## [Problem set]
**a)** Does each statement agree with the filing excerpt? Answer yes or no for each, quoting the words that decide it: (i) Deposits for separate accounts fell 15% in the first six months of 2002 compared with the same period of 2001. (ii) The 401(k) business unit is now administered by the Employee Benefits segment. (iii) Self-funded premium equivalents decreased because membership increased.
**b)** Retype the filing excerpt, starting with "Deposits for separate" and going on through "single premium deposits.".
**c)** What does the filing excerpt give as the main cause of the decrease in deposits for separate accounts?

Deposits for separate accounts decreased $254 million or 15% for the
first six months of 2002 when compared to the first six months of 2001.
The decrease is due primarily to lower 401(k) single premium deposits.

Self-funded premium equivalents decreased $334 million or 11% for the
first six months of 2002 when compared to the first six months of 2001.
The decrease was due to the decrease in membership and improved
morbidity.

Historically, the 401(k) business unit had been included with the
Employee Benefits segment. In order to capitalize on administrative
system efficiencies and group pension expertise, 401(k) is now
administered by the Financial Services segment. As a result, prior
period segment results have been reclassified to conform with this
change.


SEGMENT RESULTS

Employee Benefits

The following is a summary of certain financial data of the Employee
Benefits segment:



Three Months Ended Six Months Ended
Operating Summary June 30, June 30,
------------------------- -------------------------
[Millions] 2002 2001 2002 2001
----------------------------- ----------- ---------- ----------- ----------

Premium income $ 222 $ 225 $ 465 $ 508
Fee income 175 176 346 364
Net investment income 17 16 34 34
Realized investment gains 1 1 2
----------- ---------- ----------- ----------
Total revenues 415 417 846 908

Total benefits and expenses 352 378 728 835
Income tax expenses 21 13 39 25
----------- ---------- ----------- ----------
Net income before special
Charges 42 26 79 48
Special charges (net) 81 81
----------- ---------- ----------- ----------
Net income $ 42 $ (55) $ 79 $ (33)
=========== ========== =========== ==========

Self-funded premium $ 1,294 $ 1,426 $ 2,642 $ 2,976
equivalents


The increase in earnings for the second quarter and the first six months
of 2002 compared to a year ago, before one-time charges of $80.9 million
and operating losses of $18.7 million, net of tax, related to the Alta
Health & Life Insurance Company (Alta) business, is primarily related to
improved mortality and morbidity results, as well as effective expense
management.

## [Given data]
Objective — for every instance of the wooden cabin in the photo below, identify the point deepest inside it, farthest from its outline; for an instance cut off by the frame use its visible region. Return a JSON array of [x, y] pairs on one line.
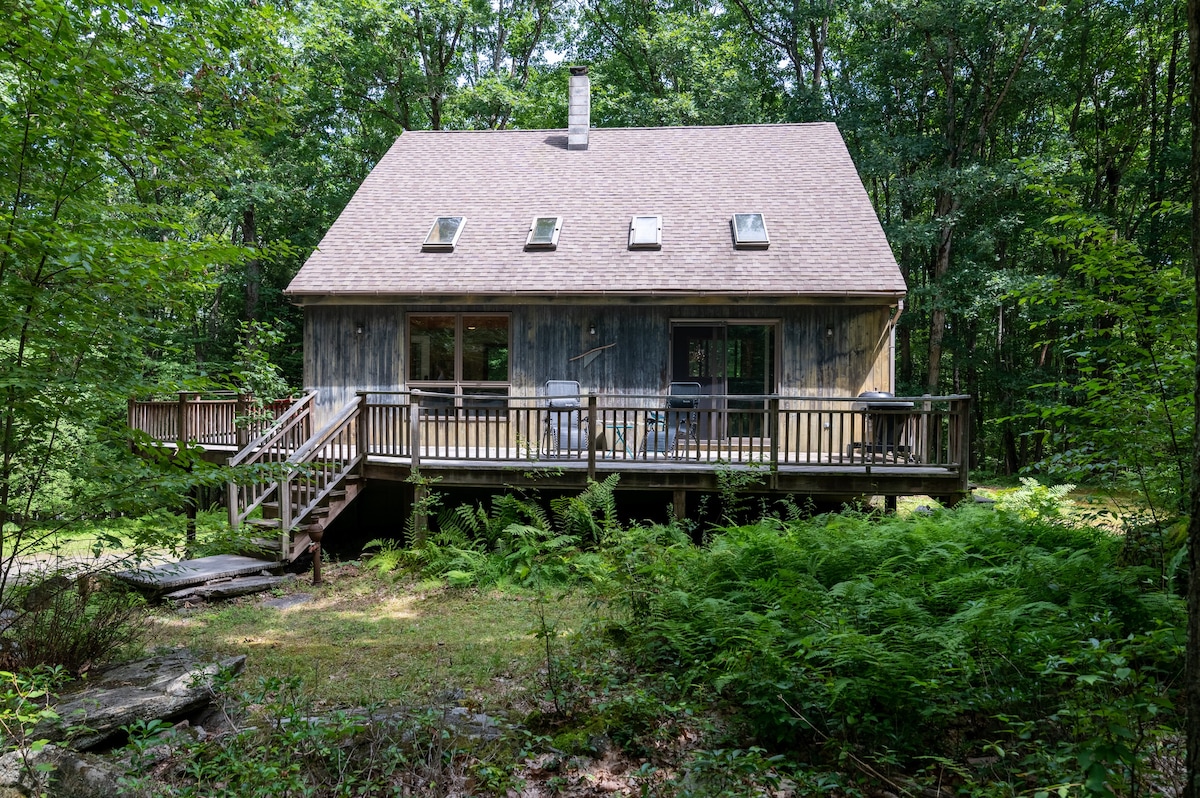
[[475, 275]]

## [Outputs for the tasks]
**a)**
(i) Yes: "Deposits for separate accounts decreased $254 million or 15% for the first six months of 2002 when compared to the first six months of 2001."
(ii) No: "401(k) is now administered by the Financial Services segment."
(iii) No: "The decrease was due to the decrease in membership and improved morbidity."

**b)**
Deposits for separate accounts decreased $254 million or 15% for the
first six months of 2002 when compared to the first six months of 2001.
The decrease is due primarily to lower 401(k) single premium deposits.

**c)** Lower 401(k) single premium deposits.